Extracted entries section start

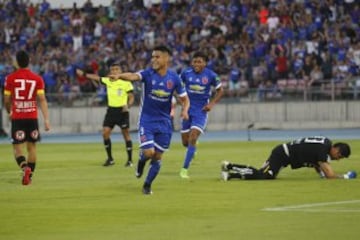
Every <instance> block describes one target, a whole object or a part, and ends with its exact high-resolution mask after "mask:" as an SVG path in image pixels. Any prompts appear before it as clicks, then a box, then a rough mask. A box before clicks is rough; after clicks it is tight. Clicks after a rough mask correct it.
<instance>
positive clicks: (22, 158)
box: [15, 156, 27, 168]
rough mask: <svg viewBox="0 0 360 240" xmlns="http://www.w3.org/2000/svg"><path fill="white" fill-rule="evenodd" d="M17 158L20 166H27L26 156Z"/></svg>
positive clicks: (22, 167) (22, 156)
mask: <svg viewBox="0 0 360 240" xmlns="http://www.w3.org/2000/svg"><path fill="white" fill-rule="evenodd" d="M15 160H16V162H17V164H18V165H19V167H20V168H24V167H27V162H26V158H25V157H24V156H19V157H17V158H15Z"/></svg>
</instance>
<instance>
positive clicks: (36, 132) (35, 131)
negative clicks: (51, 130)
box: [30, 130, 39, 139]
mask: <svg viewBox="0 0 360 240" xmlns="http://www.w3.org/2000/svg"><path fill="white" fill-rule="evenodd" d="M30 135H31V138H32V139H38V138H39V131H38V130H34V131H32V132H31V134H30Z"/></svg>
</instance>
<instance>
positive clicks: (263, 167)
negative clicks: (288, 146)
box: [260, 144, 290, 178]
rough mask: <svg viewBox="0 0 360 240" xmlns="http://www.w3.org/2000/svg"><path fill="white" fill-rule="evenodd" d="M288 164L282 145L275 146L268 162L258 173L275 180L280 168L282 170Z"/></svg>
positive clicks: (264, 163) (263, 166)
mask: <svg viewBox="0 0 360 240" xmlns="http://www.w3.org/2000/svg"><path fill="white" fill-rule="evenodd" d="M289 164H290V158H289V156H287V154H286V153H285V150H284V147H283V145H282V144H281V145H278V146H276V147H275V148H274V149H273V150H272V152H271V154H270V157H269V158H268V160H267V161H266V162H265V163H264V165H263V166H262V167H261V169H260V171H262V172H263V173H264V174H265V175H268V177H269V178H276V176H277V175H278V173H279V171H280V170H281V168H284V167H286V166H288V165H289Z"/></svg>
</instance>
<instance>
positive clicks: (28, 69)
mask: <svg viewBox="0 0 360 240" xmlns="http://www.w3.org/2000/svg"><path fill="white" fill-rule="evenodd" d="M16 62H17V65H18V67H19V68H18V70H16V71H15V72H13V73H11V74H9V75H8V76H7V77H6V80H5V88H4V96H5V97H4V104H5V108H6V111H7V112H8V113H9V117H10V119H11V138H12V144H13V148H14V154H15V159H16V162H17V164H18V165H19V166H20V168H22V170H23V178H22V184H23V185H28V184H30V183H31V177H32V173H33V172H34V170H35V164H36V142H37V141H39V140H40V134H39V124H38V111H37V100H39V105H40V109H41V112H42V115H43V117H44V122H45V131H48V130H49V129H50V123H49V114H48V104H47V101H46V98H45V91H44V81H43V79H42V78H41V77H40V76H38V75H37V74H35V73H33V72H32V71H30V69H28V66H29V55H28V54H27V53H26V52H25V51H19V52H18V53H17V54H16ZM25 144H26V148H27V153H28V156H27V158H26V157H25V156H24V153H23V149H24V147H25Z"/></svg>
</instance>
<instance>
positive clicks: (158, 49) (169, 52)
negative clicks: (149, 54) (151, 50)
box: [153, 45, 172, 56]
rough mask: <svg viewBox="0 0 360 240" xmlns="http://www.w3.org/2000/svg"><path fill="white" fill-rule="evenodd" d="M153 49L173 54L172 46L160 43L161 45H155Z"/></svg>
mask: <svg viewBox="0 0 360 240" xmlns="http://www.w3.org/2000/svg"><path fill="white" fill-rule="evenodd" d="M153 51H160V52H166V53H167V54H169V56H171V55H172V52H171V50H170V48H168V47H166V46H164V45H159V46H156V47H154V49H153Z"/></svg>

Extracted entries section end
Extracted entries section start

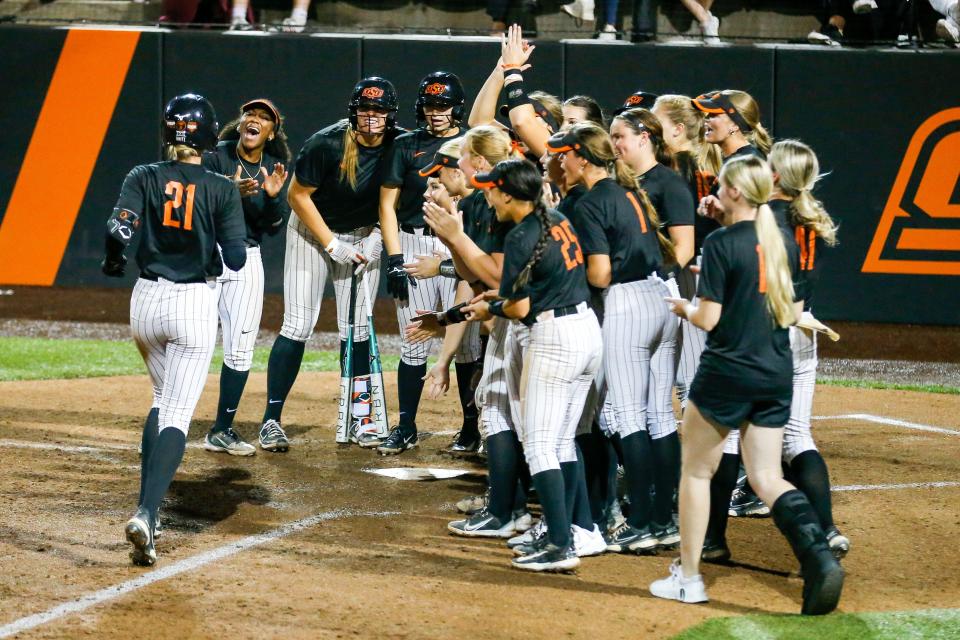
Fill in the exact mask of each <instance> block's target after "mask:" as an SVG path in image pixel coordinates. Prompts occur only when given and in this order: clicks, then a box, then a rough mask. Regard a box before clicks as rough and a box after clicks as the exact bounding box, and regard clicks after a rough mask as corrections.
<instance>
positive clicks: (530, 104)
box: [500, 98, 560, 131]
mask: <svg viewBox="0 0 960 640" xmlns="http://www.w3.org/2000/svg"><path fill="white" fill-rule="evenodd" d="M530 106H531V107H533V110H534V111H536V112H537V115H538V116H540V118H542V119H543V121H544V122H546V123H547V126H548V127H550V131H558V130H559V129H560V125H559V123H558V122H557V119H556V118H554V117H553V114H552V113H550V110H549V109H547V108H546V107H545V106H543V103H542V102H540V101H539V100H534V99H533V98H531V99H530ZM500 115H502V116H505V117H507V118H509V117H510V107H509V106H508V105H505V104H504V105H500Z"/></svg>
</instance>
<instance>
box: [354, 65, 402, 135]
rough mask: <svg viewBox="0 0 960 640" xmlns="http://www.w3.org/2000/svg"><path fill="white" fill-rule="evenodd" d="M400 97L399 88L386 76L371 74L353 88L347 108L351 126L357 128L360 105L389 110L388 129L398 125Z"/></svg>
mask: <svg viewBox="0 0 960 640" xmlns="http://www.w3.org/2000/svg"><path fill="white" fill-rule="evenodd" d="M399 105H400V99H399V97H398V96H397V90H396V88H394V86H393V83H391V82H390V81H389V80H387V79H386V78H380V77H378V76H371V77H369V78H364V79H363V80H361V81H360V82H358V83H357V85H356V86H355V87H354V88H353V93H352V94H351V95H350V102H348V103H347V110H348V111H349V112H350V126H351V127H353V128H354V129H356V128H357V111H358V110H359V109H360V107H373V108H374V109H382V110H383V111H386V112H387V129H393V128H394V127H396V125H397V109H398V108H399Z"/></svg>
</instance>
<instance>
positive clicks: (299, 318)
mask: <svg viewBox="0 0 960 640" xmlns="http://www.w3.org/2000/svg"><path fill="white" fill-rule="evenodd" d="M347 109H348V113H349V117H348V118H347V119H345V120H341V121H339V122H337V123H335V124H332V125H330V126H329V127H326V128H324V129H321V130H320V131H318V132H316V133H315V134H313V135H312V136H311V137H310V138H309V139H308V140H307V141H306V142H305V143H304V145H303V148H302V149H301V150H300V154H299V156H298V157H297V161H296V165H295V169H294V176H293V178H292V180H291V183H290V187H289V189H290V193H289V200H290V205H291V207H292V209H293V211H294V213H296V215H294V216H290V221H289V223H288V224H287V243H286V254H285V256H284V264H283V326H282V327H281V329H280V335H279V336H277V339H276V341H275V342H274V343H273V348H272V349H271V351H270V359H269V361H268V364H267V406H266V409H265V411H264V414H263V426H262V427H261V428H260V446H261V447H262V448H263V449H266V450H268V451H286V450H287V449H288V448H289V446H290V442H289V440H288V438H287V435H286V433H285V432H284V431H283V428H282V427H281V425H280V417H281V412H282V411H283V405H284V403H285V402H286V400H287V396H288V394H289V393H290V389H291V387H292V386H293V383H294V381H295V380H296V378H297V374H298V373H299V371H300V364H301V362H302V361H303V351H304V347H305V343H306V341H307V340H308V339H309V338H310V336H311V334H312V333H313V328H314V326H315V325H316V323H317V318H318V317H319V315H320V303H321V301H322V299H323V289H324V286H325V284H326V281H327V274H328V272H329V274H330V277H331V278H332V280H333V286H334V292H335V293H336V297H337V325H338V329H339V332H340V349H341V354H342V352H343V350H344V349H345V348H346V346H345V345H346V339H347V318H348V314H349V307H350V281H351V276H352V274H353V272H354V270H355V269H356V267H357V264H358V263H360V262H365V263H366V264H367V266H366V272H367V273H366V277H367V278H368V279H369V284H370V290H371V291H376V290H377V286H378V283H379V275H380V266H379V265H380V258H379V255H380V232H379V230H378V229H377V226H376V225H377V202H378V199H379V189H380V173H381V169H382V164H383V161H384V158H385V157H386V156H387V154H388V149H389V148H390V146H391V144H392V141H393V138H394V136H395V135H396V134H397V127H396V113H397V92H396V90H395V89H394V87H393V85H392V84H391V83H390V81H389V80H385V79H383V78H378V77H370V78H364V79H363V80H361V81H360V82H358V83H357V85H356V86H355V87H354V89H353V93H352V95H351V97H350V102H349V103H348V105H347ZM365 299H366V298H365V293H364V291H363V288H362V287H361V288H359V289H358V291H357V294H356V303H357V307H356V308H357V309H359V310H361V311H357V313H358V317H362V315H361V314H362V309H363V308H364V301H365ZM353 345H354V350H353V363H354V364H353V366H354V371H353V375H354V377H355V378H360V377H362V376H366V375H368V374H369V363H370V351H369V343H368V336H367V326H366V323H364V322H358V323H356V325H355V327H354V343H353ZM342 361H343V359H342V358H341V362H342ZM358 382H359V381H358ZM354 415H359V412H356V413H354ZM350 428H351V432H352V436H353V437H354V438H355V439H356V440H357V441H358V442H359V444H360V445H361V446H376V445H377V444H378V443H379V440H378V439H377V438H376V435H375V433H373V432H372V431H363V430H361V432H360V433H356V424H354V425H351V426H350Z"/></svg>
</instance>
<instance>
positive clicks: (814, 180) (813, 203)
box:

Extracted entries section end
Extracted entries section start

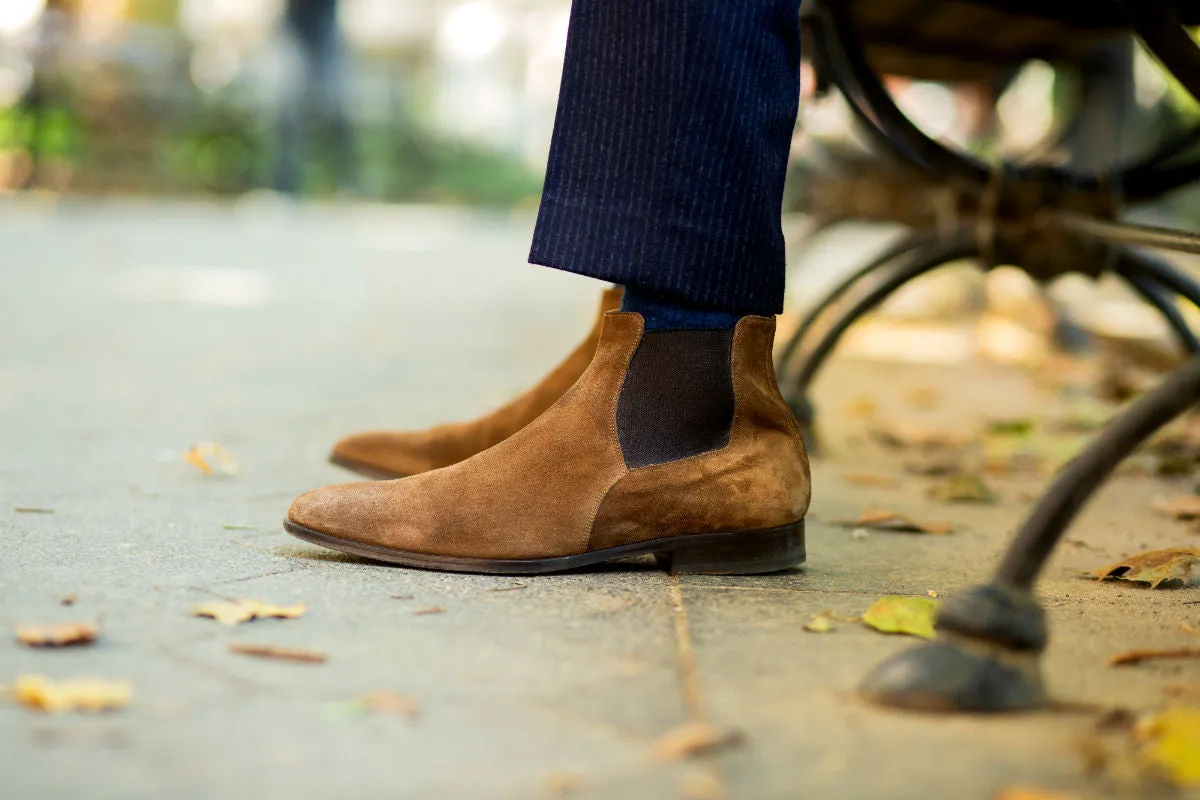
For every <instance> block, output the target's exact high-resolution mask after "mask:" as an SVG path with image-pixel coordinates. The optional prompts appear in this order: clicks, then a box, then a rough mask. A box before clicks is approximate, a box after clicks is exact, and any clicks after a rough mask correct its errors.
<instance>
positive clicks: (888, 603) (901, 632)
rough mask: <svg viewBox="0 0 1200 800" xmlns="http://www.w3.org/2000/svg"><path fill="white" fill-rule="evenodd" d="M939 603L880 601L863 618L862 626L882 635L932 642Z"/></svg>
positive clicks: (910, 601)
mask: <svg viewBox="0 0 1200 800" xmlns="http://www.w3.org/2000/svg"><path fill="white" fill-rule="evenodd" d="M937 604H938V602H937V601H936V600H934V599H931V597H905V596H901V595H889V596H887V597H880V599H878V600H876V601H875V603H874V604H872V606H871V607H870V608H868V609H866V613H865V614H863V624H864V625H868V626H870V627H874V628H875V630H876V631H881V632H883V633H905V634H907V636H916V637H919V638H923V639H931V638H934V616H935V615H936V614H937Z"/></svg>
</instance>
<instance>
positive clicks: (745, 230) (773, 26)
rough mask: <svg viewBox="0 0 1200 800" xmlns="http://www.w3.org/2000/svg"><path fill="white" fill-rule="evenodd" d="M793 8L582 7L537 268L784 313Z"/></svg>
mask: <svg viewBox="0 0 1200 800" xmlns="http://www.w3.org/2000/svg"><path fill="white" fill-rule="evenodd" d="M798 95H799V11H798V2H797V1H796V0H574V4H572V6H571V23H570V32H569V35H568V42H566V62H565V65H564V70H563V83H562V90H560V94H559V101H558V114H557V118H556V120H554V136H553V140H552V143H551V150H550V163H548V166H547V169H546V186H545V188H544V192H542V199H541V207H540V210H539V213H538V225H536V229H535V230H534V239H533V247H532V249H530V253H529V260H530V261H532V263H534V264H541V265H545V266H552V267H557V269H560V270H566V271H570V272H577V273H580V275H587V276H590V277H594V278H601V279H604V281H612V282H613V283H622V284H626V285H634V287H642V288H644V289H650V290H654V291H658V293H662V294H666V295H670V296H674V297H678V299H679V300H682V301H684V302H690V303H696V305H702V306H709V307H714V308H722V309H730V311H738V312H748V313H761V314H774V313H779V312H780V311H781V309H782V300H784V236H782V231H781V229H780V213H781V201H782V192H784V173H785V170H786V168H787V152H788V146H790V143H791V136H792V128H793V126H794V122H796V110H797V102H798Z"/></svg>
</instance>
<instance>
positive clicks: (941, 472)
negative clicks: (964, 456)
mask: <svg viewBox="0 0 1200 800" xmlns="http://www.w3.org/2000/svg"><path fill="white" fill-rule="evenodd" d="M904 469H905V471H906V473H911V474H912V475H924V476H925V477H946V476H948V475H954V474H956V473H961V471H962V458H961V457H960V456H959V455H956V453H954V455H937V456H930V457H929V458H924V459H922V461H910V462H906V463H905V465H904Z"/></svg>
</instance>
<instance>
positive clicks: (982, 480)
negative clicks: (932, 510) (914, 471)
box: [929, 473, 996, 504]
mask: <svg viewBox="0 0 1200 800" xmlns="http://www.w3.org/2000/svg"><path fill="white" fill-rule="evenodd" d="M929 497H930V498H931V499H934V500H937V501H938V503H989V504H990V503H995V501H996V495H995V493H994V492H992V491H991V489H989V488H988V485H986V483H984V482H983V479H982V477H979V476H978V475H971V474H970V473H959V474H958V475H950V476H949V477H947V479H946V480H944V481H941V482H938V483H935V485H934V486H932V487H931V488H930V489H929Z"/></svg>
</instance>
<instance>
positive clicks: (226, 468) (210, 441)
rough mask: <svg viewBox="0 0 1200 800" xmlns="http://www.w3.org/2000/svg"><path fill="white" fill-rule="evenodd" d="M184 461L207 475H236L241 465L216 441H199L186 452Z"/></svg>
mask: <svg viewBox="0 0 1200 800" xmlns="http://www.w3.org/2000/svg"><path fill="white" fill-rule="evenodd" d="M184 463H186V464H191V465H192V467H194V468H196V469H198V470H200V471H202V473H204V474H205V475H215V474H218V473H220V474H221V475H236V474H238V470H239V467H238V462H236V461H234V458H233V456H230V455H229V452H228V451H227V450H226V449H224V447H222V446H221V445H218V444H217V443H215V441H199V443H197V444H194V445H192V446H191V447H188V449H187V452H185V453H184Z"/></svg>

Extracted entries section end

**What you are asked to do**
Please return the lines above that run from the line containing "Every <instance> block describes" to the line containing "box: [15, 156, 27, 168]", inclusive, exactly and with no other lines.

**Solved problem**
Every <instance> block describes one target, a whole object or a part, and ends with its exact high-resolution mask after "mask:" as an SVG path in image pixels. Any prompts appear before it as clicks, then a box, then a rough mask. A box before clicks is rough; after clicks it is tight. Clicks after a rough mask correct it.
<instance>
positive clicks: (22, 158)
box: [15, 156, 27, 168]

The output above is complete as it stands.